§ Material for the task:
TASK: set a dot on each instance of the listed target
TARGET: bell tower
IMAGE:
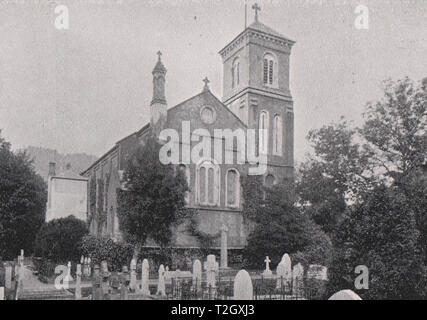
(256, 88)
(158, 106)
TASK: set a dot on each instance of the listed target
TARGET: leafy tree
(59, 240)
(395, 128)
(280, 227)
(153, 201)
(337, 171)
(380, 233)
(22, 202)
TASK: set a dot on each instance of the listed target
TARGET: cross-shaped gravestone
(257, 8)
(145, 270)
(68, 278)
(78, 292)
(132, 284)
(267, 272)
(211, 268)
(206, 81)
(224, 246)
(161, 287)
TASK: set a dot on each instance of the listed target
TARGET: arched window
(186, 171)
(270, 70)
(263, 132)
(232, 190)
(235, 73)
(277, 135)
(269, 180)
(208, 182)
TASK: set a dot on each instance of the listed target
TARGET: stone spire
(159, 73)
(158, 106)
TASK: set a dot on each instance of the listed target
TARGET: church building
(256, 96)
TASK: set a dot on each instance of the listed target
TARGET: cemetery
(142, 281)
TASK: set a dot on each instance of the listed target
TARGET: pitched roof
(258, 26)
(147, 125)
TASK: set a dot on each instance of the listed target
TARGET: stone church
(255, 95)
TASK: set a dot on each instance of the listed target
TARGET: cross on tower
(257, 8)
(206, 81)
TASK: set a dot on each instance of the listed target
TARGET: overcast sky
(83, 89)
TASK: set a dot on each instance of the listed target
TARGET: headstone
(284, 273)
(197, 274)
(211, 268)
(224, 246)
(8, 277)
(96, 284)
(145, 271)
(267, 272)
(298, 280)
(345, 295)
(243, 289)
(124, 283)
(105, 279)
(132, 284)
(168, 276)
(89, 267)
(68, 278)
(161, 287)
(316, 271)
(78, 292)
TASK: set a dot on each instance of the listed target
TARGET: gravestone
(267, 272)
(8, 277)
(345, 295)
(243, 289)
(224, 246)
(284, 273)
(78, 292)
(211, 268)
(168, 276)
(161, 287)
(89, 268)
(124, 283)
(145, 272)
(298, 280)
(197, 274)
(97, 293)
(132, 284)
(68, 278)
(316, 271)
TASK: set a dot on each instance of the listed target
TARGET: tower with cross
(158, 106)
(256, 88)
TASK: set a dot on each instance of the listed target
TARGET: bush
(59, 240)
(117, 254)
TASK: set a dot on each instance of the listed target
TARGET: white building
(67, 195)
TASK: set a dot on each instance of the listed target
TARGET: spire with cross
(206, 81)
(257, 8)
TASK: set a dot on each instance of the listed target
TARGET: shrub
(117, 254)
(59, 240)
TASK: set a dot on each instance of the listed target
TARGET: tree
(395, 128)
(380, 233)
(337, 171)
(280, 227)
(395, 131)
(154, 197)
(22, 202)
(59, 240)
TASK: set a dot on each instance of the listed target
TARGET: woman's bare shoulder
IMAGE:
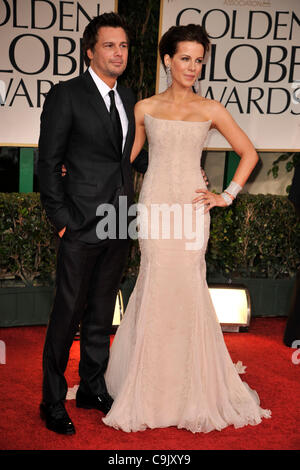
(148, 104)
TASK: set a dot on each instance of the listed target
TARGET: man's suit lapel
(99, 106)
(130, 116)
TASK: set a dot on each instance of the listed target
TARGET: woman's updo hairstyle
(176, 34)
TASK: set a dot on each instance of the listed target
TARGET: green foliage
(291, 159)
(27, 250)
(258, 236)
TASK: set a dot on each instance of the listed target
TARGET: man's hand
(60, 234)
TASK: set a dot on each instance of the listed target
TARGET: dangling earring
(169, 76)
(196, 86)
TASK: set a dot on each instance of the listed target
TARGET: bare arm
(140, 134)
(239, 141)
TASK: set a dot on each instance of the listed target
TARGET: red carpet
(270, 371)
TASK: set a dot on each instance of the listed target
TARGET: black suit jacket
(76, 131)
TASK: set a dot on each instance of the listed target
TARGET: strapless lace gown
(169, 365)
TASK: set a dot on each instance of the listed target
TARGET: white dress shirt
(104, 90)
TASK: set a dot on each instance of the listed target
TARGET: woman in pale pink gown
(169, 365)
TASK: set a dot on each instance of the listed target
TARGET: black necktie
(116, 121)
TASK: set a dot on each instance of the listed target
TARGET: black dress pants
(87, 283)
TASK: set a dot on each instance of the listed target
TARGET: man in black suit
(87, 125)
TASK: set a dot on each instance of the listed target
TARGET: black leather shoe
(57, 419)
(102, 402)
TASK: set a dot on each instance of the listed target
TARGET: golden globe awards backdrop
(39, 46)
(253, 68)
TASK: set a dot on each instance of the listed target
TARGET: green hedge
(258, 236)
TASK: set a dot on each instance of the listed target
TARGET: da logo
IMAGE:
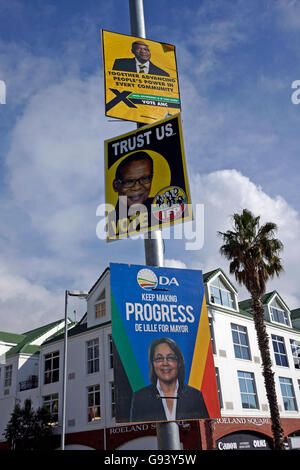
(147, 279)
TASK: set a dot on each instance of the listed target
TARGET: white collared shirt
(170, 415)
(146, 66)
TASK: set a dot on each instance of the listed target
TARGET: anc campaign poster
(163, 361)
(146, 180)
(140, 78)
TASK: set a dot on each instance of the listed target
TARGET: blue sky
(236, 62)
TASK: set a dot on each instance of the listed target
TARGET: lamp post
(81, 295)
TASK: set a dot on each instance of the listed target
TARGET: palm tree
(253, 254)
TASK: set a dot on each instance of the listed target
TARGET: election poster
(163, 361)
(140, 78)
(146, 180)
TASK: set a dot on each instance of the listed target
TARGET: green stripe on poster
(124, 348)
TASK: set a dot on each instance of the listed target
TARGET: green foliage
(28, 429)
(253, 252)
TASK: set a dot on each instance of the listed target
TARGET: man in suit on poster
(140, 63)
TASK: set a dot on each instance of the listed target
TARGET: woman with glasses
(168, 398)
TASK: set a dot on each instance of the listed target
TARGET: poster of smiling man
(163, 361)
(140, 78)
(146, 180)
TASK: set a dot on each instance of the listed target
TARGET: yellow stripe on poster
(200, 351)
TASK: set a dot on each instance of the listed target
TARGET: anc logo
(168, 204)
(147, 279)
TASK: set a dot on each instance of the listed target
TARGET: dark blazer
(129, 65)
(146, 405)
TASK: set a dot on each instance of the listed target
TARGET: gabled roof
(266, 298)
(11, 337)
(24, 341)
(76, 330)
(295, 314)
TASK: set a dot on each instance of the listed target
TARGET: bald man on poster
(140, 63)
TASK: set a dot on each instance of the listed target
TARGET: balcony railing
(32, 382)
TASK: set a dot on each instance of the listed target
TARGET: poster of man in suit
(146, 180)
(140, 78)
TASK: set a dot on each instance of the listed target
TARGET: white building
(31, 366)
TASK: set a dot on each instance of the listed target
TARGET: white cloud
(226, 192)
(174, 263)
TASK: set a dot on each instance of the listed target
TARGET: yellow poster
(146, 180)
(140, 78)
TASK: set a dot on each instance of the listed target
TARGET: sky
(237, 60)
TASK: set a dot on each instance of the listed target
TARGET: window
(8, 376)
(51, 367)
(247, 390)
(113, 400)
(92, 356)
(288, 394)
(212, 334)
(94, 413)
(100, 307)
(219, 294)
(219, 387)
(279, 351)
(240, 342)
(295, 347)
(50, 402)
(278, 314)
(110, 352)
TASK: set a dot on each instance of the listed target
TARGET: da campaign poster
(146, 180)
(140, 78)
(163, 362)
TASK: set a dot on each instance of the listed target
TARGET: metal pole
(168, 432)
(64, 375)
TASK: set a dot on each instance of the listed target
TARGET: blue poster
(162, 349)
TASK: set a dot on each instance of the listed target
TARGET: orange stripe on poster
(209, 386)
(201, 349)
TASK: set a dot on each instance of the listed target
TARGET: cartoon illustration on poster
(146, 180)
(163, 362)
(140, 78)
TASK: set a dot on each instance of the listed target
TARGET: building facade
(31, 366)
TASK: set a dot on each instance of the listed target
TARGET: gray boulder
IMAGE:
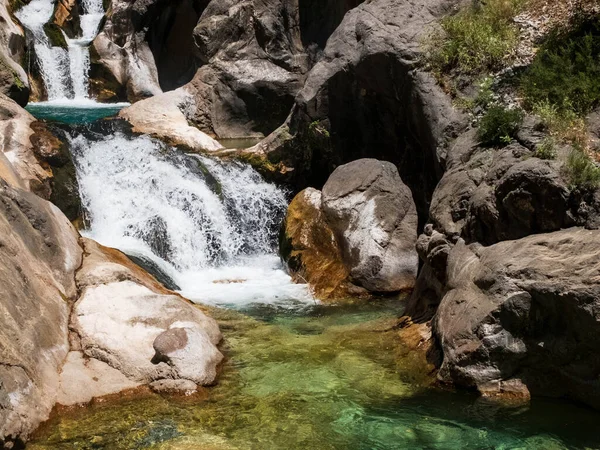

§ What is needed: Make an exact copy of the listing above, omitting the pictures.

§ Response to this task:
TASK: set a dot on each instance of the listed target
TARGET: bell tower
IMAGE:
(256, 88)
(158, 106)
TASK: set a dot on each instance of the listed target
TARGET: leafy tree
(59, 240)
(395, 128)
(280, 227)
(153, 201)
(337, 171)
(380, 233)
(22, 202)
TASK: set a dot on each instance of the listed target
TARGET: cross-shaped gravestone
(257, 8)
(145, 270)
(68, 278)
(78, 292)
(132, 284)
(267, 272)
(211, 268)
(206, 81)
(224, 246)
(161, 287)
TASK: set a dot on each instance of the listed target
TARGET: arched window
(186, 171)
(270, 70)
(263, 132)
(232, 190)
(235, 73)
(277, 135)
(269, 180)
(208, 182)
TASK: set a dot on each instance of the listed target
TARGET: stone spire
(159, 73)
(158, 106)
TASK: set a dot on each instance of the listed target
TARGET: church building
(256, 96)
TASK: set a dot on each instance of the listed target
TARGET: cemetery
(142, 281)
TASK: set a dot on each instance of the listed target
TARGET: pitched roof
(258, 26)
(147, 125)
TASK: set a dot on each instance of the listed target
TARGET: stone church
(255, 95)
TASK: set a dot on each instance of the listed target
TARGET: cross on tower
(257, 8)
(206, 81)
TASK: set a dot on each instance of the listed target
TARGET: overcast sky
(83, 89)
TASK: set a dot on each instance of the listed target
TARGET: headstone
(284, 273)
(197, 274)
(211, 268)
(224, 246)
(8, 277)
(96, 284)
(145, 271)
(267, 272)
(298, 280)
(345, 295)
(243, 289)
(124, 283)
(105, 279)
(132, 284)
(168, 276)
(89, 267)
(68, 278)
(161, 287)
(316, 271)
(78, 292)
TASK: set a dot on each instance of the listed target
TARGET: gravestone
(267, 272)
(8, 277)
(345, 295)
(243, 289)
(224, 246)
(284, 273)
(78, 292)
(211, 268)
(168, 276)
(161, 287)
(89, 268)
(124, 283)
(145, 272)
(298, 280)
(197, 274)
(97, 293)
(132, 284)
(68, 278)
(316, 271)
TASK: set a dot on each instance of the listed target
TARGET: tower with cross
(158, 106)
(256, 88)
TASK: set a dot on each instance of the listed target
TARGET: bush
(59, 240)
(117, 254)
TASK: set a dot on each instance of the listed target
TARGET: white building
(67, 195)
TASK: set a dot on each instance of the listed target
TARGET: spire with cross
(206, 81)
(257, 8)
TASK: set a dot on each instance of the listed target
TARGET: shrub
(117, 254)
(59, 240)
TASK: set a dot on each instance of the listed target
TARGET: tree
(395, 128)
(380, 233)
(337, 171)
(280, 227)
(395, 131)
(154, 197)
(22, 202)
(59, 240)
TASK: set a dot on each instance of the listed target
TARGET: woman's bare shoulder
IMAGE:
(148, 104)
TASK: set a dot on each instance of the listed target
TARGET: man's suit lapel
(99, 106)
(130, 116)
TASK: set a dot on each instance of the listed target
TARGET: woman's updo hairstyle
(176, 34)
TASK: set a dot on each instance of the listed target
TARGET: green foliage
(291, 159)
(27, 250)
(258, 236)
TASK: set a dot on each instance of the listed target
TARGET: man's hand
(60, 234)
TASK: set a dot on each instance of the listed target
TARGET: dangling earring
(169, 76)
(196, 86)
TASK: set a dot on each instance of the listed target
TARGET: bare arm
(140, 134)
(239, 141)
TASK: set a dot on each instance of the listed target
TARGET: red carpet
(270, 371)
TASK: set a dot on each instance of the listed target
TARGET: black suit jacket
(76, 131)
TASK: set a dot on each instance of the listed target
TARGET: strapless lace gown
(169, 365)
TASK: set a dot on each instance of the listed target
TARGET: white dress shirt
(104, 90)
TASK: set a dot on each instance of the listed target
TARGET: woman in pale pink gown
(169, 365)
TASK: set a dot on each instance of the listed target
TARGET: black necktie
(116, 121)
TASK: set a dot on each instance of the listed target
TARGET: black dress pants
(87, 283)
TASK: set a dot on each instance of the listed target
TARGET: man in black suit
(87, 125)
TASK: set a dot on each instance of the listed target
TARGET: black leather shoe
(57, 419)
(102, 402)
TASK: set a dot on each instance of the listed target
TARGET: golden globe awards backdrop
(39, 46)
(253, 68)
TASK: set a dot on each instance of the listed target
TARGET: green hedge
(258, 236)
TASK: set a dot on each instance of the listed target
TARGET: da logo
IMAGE:
(147, 279)
TASK: set a dot on each instance of the listed target
TARGET: white collared shirt
(170, 415)
(146, 66)
TASK: set a dot on each instance of the listed target
TARGET: anc campaign poster
(163, 361)
(146, 180)
(140, 78)
TASK: set a dot on each instance of the listed target
TARGET: blue sky
(236, 62)
TASK: set a dot on each instance of the listed target
TARGET: lamp post
(81, 295)
TASK: set a dot on each instance of the listed target
TARGET: palm tree
(253, 254)
TASK: set a dot on each instance of the listed target
TARGET: election poster
(163, 361)
(140, 78)
(146, 180)
TASK: set a dot on each instance of the listed target
TARGET: green stripe on poster
(124, 348)
TASK: set a dot on each instance of the listed target
TARGET: green foliage
(28, 429)
(253, 252)
TASK: set a dot on each instance of the listed target
TARGET: man in suit on poster
(140, 63)
TASK: set a dot on each instance of the listed target
TARGET: woman with glasses
(168, 398)
TASK: set a dot on each instance of the listed target
TARGET: poster of smiling man
(163, 361)
(140, 78)
(146, 180)
TASK: set a dot on each instance of the listed target
TARGET: yellow stripe on poster
(200, 351)
TASK: set a dot on each instance of the listed target
TARGET: anc logo
(168, 204)
(147, 279)
TASK: set a dot on each instance of the listed target
TARGET: dark blazer
(129, 65)
(146, 405)
TASK: set a dot on each instance of the listed target
TARGET: gabled roof
(266, 298)
(11, 337)
(24, 341)
(76, 330)
(295, 314)
TASK: set a dot on each instance of the listed target
TARGET: bald man on poster
(140, 63)
TASK: set a dot on each instance of the listed target
TARGET: balcony railing
(32, 382)
TASK: set a dot on each instance of the listed target
TARGET: poster of man in suit
(146, 180)
(140, 78)
TASK: set a dot on each instance of the listed target
TARGET: white building
(31, 366)
TASK: set a dot on each instance of the listed target
TARGET: white cloud
(226, 192)
(174, 263)
TASK: set a dot on each instance of the listed target
TARGET: yellow poster
(146, 180)
(140, 78)
TASK: set a dot on each instance of the listed target
TARGET: sky
(237, 60)
TASK: set a dot on each instance of the listed target
TARGET: window
(8, 376)
(51, 367)
(247, 390)
(113, 400)
(92, 356)
(288, 394)
(212, 334)
(94, 413)
(100, 307)
(219, 294)
(219, 387)
(279, 351)
(240, 342)
(295, 347)
(50, 402)
(278, 314)
(110, 352)
TASK: set a dot on each instance of the listed target
TARGET: da campaign poster
(146, 180)
(140, 78)
(163, 362)
TASK: set a dot on each instance of the listed target
TARGET: metal pole
(168, 432)
(64, 375)
TASK: set a dot on each instance of the listed target
TARGET: blue poster
(162, 349)
TASK: set a dot on each instance of the listed target
TARGET: orange stripe on poster
(209, 386)
(201, 349)
TASK: set a dot on each instance of the listed target
TARGET: cartoon illustration on poster
(146, 180)
(163, 362)
(140, 78)
TASK: set a dot on each instance of the listed target
TARGET: building facade
(31, 366)
TASK: set a dot on each instance of the listed target
TARGET: gray boulder
IMAGE:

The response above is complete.